## begin GIVEN PASSAGE
While some booktalks are easy to write because there’s an obvious cliffhanger to use as a hook, booktalking more subtle books can be both more challenging and more rewarding.  In this booktalk I’m spending more time talking about the characters rather than what is going to happen to them (because it’s pretty obvious what will happen to them, but the point of reading the book is watching how their relationship develops).


Hollis Woods is about to move into her fourth home … no, make that her fifth.  They all start to look the same after a while.  Hollis never stays in one place for too long; she always runs away eventually.  Even from the nice families, like the Regans.  Hollis always does something wrong, and always ends up running away.  Ever since she was found in the woods with a note saying “name her Hollis Woods,” she’s never had a real home.

But this time, things look like they might be different.  She’s about to move in with an old lady named Josie, a retired art teacher who wears rings on eight of her fingers, who carves sculptures out of tree branches, and who owns an irritable old cat named Henry.

Josie and Hollis could be a good match.

Booktalk: Tuck Everlasting by Natalie Babbitt

Tuck Everlasting cover

Because I’m a young adult librarian, most of my booktalks are written for middle school and high school readers.  All of the feedback I’ve received about this blog and podcast so far has always been from people interested in teen and adult literature.  But then last week I received an email from a lovely librarian named Maura (waves) who was interested in booktalks for 4th-5th grade readers.  So I decided that now was a good time to break out some of the booktalks I’ve written for the younger set, and one of the first booktalks I ever wrote for kids was about the classic novel Tuck Everlasting by Natalie Babbitt.
## end GIVEN PASSAGE
## begin ENTRIES PROVIDED
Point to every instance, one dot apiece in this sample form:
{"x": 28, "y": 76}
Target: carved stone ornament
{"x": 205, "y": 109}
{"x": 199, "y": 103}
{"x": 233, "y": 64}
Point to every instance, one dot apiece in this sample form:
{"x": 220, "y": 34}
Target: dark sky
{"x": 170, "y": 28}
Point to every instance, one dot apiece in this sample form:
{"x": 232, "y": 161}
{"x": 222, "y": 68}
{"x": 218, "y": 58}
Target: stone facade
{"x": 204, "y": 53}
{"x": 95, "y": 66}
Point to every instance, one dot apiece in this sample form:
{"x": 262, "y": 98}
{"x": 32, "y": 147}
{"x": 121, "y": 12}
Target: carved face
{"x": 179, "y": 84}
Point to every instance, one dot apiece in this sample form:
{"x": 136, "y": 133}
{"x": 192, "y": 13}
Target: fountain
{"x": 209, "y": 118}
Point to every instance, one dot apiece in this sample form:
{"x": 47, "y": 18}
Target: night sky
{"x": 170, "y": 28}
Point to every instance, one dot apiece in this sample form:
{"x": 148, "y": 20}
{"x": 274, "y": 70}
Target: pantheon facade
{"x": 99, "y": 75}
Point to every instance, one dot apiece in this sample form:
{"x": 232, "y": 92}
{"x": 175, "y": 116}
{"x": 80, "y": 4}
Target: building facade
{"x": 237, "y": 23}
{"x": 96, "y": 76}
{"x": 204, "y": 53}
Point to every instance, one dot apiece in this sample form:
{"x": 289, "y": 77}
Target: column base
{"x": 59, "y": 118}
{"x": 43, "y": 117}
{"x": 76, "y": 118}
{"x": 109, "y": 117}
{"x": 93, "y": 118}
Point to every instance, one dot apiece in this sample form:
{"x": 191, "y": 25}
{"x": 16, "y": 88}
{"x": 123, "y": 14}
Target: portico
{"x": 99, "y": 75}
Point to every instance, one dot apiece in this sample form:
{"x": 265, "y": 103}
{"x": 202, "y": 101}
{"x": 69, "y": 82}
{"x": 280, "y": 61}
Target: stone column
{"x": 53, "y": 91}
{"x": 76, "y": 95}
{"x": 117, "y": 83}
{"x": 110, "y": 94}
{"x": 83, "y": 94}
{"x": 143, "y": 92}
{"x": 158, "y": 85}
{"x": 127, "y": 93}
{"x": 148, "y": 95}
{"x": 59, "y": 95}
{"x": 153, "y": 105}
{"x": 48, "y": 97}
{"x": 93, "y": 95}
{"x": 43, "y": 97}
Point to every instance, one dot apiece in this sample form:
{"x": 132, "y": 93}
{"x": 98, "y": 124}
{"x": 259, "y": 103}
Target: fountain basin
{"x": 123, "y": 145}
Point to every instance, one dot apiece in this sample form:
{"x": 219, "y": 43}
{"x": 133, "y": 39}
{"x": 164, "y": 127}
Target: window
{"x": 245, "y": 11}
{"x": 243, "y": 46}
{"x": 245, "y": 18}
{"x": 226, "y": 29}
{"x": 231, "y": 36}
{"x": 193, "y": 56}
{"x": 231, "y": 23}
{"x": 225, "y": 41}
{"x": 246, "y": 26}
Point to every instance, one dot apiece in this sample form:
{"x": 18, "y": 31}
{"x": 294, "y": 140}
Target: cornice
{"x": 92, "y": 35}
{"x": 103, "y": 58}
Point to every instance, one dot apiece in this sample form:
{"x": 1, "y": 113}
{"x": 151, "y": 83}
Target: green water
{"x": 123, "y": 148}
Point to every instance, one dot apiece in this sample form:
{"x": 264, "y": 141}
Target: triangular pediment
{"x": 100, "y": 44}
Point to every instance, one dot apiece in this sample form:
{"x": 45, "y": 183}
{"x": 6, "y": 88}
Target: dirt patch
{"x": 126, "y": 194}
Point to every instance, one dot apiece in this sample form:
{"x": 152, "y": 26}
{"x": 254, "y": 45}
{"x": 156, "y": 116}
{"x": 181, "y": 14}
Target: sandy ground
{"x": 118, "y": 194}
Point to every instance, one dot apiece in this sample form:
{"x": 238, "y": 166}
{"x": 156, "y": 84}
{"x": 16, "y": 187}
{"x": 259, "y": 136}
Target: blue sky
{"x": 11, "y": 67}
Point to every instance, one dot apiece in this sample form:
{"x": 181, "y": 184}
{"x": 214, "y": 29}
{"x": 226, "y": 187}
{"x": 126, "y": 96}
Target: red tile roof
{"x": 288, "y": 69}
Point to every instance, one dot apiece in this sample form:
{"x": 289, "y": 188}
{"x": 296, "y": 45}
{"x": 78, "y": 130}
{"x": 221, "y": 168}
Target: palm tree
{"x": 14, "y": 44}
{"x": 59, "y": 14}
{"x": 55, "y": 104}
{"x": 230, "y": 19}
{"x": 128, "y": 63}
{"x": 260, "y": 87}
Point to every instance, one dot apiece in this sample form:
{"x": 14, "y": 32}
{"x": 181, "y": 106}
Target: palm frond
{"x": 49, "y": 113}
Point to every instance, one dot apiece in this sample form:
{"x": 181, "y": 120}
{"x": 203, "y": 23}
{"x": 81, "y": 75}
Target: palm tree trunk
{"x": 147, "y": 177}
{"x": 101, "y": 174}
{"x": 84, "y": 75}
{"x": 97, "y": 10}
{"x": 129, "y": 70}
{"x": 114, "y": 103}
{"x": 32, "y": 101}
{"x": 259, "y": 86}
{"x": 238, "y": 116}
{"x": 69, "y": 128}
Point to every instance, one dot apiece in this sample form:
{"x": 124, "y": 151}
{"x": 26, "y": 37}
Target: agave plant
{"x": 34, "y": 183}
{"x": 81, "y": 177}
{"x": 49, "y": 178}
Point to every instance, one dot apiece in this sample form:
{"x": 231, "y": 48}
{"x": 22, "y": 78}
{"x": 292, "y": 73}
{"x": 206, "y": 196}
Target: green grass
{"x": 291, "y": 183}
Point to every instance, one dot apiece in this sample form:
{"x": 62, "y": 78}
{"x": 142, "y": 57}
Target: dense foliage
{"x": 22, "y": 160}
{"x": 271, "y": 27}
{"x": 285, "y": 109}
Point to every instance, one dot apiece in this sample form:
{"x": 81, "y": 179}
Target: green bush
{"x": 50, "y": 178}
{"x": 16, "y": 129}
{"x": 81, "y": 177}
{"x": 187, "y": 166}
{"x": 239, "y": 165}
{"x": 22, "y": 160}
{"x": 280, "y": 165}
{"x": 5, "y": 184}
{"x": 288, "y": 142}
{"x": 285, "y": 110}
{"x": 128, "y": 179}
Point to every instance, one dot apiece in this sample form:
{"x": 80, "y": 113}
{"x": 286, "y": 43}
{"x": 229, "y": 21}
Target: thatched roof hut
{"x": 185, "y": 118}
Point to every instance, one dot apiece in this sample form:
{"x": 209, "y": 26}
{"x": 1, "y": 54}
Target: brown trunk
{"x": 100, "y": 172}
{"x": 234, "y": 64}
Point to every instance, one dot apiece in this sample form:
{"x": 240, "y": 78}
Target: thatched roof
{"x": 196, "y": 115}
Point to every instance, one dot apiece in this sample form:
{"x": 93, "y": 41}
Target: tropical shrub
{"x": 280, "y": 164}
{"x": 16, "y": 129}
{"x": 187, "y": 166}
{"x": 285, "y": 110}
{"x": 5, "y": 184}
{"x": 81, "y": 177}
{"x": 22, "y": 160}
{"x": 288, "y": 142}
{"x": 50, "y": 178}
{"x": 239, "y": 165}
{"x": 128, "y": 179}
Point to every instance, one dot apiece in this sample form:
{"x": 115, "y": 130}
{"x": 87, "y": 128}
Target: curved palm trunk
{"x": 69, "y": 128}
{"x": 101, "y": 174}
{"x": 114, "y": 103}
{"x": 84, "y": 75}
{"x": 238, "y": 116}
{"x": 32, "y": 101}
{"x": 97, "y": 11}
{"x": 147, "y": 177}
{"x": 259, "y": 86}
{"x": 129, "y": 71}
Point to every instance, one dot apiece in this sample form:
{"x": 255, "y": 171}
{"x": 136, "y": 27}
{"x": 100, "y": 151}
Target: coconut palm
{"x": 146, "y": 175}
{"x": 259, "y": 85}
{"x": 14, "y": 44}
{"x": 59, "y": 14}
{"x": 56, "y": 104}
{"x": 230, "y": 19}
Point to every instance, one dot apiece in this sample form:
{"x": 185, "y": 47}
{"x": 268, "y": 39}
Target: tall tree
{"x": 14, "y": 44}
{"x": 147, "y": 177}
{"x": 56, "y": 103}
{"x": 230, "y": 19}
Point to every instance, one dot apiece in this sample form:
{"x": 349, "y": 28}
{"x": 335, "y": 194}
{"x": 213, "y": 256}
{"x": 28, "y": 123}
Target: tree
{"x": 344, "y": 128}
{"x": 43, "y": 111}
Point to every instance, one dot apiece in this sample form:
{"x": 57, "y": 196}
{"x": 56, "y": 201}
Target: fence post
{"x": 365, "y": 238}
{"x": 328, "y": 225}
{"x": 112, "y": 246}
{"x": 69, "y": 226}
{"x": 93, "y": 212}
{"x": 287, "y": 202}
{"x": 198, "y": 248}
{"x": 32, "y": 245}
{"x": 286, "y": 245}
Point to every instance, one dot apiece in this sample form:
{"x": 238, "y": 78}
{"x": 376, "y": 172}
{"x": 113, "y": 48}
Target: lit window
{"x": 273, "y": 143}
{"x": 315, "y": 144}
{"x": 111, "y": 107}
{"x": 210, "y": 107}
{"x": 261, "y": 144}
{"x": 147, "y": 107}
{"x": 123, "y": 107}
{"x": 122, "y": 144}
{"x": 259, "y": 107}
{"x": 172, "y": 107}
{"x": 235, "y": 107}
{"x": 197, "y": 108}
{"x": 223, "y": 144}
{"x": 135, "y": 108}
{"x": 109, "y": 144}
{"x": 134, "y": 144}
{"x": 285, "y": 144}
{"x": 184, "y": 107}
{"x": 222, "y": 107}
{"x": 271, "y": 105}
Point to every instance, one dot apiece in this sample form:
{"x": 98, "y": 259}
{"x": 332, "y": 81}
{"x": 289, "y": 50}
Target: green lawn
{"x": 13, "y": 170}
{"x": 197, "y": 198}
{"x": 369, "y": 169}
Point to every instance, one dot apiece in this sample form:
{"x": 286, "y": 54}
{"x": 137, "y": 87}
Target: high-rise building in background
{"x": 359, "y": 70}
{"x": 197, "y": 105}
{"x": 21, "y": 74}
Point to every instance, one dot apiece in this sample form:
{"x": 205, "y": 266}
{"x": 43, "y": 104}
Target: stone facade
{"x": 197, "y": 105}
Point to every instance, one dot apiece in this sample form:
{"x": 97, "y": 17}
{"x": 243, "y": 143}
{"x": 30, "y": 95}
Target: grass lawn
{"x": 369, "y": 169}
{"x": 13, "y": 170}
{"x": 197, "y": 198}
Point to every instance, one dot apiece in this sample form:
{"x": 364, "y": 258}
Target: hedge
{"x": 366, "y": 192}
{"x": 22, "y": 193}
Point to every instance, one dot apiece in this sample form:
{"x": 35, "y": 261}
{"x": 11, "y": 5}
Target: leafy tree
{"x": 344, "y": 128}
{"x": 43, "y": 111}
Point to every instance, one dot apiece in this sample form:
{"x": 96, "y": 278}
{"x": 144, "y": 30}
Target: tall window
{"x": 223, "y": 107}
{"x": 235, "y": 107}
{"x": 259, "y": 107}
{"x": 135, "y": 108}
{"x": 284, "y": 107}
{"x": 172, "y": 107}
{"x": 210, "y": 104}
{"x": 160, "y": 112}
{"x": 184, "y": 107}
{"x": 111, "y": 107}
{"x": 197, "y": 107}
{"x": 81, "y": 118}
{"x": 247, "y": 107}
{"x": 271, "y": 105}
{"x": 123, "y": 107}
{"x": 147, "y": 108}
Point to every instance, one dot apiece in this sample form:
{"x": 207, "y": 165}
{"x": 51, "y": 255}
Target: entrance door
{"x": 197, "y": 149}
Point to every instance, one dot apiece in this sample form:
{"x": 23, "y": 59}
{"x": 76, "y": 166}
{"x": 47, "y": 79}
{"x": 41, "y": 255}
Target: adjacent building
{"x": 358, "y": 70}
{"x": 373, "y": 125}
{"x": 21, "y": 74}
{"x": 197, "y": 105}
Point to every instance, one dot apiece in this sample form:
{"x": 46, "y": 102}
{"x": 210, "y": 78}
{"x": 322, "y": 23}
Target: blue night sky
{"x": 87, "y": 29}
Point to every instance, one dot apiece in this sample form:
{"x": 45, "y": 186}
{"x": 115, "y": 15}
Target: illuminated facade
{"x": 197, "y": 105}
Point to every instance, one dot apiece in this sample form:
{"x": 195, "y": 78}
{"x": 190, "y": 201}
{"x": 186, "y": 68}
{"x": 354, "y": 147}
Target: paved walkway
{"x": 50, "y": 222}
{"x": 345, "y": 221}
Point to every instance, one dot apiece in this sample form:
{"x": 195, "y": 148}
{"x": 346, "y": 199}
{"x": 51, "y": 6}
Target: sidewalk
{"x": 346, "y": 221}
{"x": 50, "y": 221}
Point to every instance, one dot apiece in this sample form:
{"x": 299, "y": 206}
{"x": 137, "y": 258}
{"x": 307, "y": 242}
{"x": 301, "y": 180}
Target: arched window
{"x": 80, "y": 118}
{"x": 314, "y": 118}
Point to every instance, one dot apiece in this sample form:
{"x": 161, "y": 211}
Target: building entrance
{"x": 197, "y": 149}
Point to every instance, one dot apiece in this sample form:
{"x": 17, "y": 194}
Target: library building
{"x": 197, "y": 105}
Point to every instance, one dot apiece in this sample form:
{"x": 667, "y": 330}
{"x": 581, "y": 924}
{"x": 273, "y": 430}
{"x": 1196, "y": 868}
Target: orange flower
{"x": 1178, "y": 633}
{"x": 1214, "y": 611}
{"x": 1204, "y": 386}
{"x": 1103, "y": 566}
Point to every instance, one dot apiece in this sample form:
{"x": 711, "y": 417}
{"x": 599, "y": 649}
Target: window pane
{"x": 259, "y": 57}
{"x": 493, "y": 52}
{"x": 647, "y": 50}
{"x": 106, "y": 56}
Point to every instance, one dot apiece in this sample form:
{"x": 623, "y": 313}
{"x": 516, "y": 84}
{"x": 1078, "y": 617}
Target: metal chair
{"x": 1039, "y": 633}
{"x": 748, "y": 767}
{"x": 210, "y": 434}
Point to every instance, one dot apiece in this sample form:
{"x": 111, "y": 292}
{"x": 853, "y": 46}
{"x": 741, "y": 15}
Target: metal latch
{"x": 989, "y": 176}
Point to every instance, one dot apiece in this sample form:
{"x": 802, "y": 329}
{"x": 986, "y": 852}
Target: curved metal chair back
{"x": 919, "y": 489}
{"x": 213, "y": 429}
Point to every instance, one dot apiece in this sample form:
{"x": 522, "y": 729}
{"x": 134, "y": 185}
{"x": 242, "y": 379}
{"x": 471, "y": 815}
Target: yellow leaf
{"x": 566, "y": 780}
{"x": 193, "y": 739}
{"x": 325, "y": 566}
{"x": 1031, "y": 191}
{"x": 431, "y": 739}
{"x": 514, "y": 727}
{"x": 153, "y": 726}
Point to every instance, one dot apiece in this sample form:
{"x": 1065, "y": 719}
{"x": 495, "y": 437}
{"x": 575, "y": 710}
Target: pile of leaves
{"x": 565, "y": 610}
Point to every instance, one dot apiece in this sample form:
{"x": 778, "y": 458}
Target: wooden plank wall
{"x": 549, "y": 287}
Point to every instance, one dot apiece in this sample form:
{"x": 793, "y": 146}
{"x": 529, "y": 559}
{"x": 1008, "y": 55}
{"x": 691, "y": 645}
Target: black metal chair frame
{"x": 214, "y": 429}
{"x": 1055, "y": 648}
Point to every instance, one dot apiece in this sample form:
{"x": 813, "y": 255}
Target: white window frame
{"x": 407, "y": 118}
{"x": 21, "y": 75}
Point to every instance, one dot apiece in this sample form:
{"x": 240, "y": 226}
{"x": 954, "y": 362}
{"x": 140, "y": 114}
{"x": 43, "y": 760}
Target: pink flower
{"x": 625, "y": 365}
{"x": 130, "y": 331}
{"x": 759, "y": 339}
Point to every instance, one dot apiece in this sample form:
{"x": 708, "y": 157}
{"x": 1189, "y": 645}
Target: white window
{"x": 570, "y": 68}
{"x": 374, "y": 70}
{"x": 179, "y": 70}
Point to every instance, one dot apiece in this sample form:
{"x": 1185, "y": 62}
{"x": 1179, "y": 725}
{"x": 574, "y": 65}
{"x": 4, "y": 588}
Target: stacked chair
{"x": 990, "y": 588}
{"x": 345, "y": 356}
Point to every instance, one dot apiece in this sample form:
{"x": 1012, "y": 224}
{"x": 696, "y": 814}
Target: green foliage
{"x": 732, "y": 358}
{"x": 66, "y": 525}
## end ENTRIES PROVIDED
WORK INSTRUCTIONS
A - Count the lines in the records that contain the string "tall", and give only the number.
B - Continue the passage about booktalks from the point where it stops.

ANSWERS GIVEN
A - 2

B -
This booktalk opens with an interactive element, which might end up being rewarding or distracting, depending on the class.  I use interaction very infrequently, because there are a couple of risks involved.  There’s the risk of the class getting so derailed by the discussion that it’s hard to wrangle their attention back to the “rehearsed” part of the booktalk afterwards.  There’s the risk of the students getting into conversation mode, and having them try to talk back throughout the presentation.  And on the other hand, there’s also the risk that you might ask these questions and be met with blank stares and the sound of crickets.

That being said, I decided to ask questions at the beginning of this booktalk because I wanted to make sure that everyone in my audience understood the concept of immortality before I started talking about the book.


Can anyone tell me what it means to be immortal?

Who thinks living forever would be a good thing?

Who thinks it would be a bad thing?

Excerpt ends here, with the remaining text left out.